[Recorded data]
★ ★ ★ ★
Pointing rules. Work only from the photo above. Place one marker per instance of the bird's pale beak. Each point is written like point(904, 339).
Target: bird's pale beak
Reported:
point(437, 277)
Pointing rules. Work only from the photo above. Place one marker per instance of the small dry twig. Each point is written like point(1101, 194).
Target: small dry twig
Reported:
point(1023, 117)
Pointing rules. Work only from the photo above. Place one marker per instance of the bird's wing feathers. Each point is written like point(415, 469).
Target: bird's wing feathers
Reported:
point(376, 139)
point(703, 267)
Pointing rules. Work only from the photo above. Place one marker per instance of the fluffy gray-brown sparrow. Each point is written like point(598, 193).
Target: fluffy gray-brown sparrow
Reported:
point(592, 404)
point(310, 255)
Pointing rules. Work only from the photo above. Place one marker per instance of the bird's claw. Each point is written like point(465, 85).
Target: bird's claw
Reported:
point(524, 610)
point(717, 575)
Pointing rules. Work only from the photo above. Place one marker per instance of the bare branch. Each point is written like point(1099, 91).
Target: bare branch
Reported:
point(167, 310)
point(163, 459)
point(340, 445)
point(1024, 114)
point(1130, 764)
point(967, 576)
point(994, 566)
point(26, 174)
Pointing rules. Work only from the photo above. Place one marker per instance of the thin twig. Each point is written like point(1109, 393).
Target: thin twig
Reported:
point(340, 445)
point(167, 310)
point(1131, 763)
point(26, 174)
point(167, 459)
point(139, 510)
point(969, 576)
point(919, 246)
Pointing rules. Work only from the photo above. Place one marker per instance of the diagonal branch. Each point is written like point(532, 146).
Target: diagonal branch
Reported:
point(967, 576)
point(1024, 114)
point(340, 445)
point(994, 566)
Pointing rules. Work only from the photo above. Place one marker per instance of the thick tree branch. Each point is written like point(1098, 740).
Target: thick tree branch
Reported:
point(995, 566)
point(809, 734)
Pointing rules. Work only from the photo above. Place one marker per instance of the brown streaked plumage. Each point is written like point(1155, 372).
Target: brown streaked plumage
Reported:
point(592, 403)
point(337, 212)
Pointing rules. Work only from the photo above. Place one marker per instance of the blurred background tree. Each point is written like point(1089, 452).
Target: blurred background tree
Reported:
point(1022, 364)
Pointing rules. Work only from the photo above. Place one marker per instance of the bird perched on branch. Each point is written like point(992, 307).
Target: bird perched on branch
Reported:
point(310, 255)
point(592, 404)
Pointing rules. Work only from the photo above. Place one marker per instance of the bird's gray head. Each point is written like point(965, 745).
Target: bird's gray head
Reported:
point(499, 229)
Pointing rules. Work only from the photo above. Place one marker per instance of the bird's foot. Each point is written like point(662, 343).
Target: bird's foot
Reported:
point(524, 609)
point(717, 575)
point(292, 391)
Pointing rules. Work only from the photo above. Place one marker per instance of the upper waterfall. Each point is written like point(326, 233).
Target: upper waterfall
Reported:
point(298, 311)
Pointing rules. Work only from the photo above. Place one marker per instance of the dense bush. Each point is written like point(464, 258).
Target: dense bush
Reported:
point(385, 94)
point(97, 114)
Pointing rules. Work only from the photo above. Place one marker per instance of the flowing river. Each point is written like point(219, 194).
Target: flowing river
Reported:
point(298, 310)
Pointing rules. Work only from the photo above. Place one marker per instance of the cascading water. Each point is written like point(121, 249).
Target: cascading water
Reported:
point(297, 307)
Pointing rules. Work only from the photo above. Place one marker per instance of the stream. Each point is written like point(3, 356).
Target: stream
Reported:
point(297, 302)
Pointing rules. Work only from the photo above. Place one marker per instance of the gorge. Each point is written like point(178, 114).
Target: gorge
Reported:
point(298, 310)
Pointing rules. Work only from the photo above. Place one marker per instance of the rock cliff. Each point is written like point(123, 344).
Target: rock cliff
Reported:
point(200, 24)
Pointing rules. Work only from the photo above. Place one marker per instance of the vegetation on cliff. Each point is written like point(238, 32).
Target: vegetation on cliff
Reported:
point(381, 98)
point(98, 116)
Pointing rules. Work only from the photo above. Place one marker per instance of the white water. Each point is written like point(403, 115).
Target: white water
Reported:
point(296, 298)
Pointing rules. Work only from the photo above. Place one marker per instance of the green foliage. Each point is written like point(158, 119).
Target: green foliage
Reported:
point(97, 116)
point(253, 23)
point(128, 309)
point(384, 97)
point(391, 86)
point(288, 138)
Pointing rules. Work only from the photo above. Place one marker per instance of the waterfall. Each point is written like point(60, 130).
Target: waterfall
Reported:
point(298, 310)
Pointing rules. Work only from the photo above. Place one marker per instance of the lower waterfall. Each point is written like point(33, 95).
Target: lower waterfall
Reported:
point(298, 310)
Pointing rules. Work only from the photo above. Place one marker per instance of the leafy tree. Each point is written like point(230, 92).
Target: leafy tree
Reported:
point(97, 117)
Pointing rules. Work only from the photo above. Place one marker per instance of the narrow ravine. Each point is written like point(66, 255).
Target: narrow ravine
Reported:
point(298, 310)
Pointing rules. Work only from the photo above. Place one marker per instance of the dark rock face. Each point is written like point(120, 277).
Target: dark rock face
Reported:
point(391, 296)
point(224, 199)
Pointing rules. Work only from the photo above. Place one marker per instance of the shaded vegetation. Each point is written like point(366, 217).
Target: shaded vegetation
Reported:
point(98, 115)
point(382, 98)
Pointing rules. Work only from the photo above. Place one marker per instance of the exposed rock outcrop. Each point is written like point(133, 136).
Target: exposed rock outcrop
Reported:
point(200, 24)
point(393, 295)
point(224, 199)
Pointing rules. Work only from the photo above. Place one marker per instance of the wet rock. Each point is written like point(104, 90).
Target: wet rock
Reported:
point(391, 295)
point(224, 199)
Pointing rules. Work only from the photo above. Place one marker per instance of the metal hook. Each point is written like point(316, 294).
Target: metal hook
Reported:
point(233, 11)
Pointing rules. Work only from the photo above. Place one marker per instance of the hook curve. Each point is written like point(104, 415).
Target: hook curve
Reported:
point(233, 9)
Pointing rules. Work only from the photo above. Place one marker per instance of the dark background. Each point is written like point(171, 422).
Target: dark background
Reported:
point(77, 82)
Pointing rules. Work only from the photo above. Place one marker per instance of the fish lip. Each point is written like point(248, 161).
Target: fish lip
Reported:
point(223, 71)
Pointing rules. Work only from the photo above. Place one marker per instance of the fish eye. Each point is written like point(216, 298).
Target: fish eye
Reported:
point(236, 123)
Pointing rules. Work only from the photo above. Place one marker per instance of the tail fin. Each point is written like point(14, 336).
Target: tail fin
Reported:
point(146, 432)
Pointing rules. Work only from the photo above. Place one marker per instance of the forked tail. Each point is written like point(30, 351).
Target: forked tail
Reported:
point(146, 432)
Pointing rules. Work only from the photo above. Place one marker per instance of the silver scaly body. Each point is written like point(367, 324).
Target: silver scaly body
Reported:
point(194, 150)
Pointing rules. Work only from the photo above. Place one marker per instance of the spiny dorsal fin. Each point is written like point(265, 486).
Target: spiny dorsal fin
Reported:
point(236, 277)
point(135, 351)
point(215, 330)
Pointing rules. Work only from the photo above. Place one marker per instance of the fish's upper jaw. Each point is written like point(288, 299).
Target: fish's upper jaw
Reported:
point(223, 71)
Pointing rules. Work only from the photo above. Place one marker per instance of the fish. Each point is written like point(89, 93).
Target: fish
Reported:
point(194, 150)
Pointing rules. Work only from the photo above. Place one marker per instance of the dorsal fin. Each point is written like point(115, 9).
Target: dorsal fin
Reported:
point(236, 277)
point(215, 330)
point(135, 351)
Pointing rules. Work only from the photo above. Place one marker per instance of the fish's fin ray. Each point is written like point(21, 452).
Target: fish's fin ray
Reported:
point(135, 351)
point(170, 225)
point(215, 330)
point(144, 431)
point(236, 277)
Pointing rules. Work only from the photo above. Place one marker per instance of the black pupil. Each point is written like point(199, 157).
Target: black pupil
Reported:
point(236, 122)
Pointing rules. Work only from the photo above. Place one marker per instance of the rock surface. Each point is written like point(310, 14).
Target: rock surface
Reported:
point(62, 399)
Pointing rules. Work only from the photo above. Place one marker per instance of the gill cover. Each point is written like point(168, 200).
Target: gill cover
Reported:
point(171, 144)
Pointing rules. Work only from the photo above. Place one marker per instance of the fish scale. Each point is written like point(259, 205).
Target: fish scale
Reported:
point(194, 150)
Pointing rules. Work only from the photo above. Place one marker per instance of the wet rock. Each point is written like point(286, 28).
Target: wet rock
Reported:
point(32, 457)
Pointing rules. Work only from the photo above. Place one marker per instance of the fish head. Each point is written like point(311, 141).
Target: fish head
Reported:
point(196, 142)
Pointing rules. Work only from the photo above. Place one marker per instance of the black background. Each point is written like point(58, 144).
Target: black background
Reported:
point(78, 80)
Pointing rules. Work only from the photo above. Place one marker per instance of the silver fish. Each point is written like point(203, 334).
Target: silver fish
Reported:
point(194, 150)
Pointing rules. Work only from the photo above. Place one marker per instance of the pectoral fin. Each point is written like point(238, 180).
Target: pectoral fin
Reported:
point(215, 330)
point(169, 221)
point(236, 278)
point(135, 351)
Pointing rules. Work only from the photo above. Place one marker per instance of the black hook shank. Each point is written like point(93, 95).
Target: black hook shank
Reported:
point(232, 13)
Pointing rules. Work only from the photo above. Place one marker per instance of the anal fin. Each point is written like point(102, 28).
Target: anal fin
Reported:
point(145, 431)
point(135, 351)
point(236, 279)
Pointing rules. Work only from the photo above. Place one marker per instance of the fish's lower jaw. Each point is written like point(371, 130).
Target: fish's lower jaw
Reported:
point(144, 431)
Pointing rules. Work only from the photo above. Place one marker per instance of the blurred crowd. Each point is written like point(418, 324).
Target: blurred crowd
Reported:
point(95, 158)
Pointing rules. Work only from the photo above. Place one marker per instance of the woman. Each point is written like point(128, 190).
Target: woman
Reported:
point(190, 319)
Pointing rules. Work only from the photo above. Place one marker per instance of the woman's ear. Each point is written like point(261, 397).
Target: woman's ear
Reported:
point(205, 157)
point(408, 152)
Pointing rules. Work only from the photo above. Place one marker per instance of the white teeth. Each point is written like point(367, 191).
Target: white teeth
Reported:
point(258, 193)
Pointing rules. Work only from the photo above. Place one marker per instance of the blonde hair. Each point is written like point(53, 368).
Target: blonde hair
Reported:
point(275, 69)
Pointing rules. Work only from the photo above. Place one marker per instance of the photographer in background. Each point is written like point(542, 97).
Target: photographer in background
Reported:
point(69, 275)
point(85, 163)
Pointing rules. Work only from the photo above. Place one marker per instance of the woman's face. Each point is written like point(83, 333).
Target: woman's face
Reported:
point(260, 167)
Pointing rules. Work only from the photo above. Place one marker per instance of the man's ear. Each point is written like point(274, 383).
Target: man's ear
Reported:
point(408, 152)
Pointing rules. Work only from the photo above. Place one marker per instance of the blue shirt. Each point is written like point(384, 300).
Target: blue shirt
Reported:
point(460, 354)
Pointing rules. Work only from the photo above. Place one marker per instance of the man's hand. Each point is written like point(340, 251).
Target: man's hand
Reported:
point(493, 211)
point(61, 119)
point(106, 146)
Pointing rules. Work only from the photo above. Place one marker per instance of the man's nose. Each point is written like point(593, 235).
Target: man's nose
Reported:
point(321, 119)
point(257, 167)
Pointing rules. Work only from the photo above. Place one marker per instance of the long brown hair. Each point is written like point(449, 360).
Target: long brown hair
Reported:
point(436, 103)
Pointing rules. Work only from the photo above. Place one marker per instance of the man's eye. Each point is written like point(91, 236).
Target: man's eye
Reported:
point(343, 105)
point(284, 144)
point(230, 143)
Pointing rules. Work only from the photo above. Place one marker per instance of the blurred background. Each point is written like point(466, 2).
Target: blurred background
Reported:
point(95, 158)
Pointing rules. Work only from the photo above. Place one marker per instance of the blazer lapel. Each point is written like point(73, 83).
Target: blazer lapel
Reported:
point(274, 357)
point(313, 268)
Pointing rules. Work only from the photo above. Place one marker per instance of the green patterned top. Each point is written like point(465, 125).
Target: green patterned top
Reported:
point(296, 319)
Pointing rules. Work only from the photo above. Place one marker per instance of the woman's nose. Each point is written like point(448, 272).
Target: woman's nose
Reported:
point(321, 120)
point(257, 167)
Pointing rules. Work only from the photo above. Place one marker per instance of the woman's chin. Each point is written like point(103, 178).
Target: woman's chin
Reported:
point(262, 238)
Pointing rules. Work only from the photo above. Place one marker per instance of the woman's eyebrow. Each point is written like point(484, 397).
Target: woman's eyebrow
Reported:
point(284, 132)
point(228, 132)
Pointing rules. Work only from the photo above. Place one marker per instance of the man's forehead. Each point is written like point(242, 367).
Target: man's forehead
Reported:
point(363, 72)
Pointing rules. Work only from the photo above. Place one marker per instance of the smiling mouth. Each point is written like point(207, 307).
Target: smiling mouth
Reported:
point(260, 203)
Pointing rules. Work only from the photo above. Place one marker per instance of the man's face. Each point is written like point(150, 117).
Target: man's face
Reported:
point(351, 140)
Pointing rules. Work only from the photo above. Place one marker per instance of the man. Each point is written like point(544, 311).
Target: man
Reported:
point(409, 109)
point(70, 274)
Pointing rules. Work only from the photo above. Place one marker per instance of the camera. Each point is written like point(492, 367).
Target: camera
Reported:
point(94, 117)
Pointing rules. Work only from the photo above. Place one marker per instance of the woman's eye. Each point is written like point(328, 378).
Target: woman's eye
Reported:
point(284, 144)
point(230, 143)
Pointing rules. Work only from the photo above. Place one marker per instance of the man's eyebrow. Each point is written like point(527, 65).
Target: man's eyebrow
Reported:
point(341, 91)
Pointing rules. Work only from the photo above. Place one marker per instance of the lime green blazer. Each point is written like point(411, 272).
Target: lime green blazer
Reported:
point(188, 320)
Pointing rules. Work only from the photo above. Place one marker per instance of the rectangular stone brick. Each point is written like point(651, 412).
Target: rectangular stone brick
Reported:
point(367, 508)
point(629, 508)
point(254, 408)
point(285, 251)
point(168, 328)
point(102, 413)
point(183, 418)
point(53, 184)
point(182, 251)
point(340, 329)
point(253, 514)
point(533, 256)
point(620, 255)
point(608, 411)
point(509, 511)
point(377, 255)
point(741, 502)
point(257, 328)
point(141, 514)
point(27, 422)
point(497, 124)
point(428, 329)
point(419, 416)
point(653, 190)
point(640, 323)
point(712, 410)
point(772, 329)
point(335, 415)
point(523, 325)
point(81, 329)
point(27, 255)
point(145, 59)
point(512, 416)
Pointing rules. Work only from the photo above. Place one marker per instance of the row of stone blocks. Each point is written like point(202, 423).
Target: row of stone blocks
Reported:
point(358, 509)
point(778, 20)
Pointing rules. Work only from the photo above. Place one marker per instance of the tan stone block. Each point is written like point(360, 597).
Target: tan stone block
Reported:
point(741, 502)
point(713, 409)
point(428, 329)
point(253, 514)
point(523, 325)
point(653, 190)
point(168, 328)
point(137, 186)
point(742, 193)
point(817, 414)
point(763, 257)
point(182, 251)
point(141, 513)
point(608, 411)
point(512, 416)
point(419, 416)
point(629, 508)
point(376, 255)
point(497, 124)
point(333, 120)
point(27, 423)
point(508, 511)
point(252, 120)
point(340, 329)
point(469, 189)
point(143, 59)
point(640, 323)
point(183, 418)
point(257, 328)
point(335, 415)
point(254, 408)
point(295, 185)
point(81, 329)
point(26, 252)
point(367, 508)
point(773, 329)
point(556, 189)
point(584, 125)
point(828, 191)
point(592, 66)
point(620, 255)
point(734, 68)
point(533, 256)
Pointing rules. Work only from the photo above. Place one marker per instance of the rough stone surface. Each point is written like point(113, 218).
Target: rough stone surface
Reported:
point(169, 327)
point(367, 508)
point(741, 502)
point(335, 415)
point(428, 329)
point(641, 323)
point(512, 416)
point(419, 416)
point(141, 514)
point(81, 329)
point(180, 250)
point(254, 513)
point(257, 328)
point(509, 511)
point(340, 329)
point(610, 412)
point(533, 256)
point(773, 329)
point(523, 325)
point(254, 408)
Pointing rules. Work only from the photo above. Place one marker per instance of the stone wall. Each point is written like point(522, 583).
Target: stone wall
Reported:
★ ★ ★ ★
▶ [Task prompt]:
Copy every line of the entries above in which "waterfall" occurs.

▶ [Output of the task]:
Pointing rules. Work only from the photo above. Place one marker per instance of the upper waterfall. Each point is written like point(326, 233).
Target: upper waterfall
Pointing rules. Work only from the photo above. Place one marker per instance of the waterfall. Each point is written like point(60, 130).
Target: waterfall
Pointing rules. Work only from the photo above. Place one marker per instance of the lower waterfall. Each point is written like point(33, 95).
Target: lower waterfall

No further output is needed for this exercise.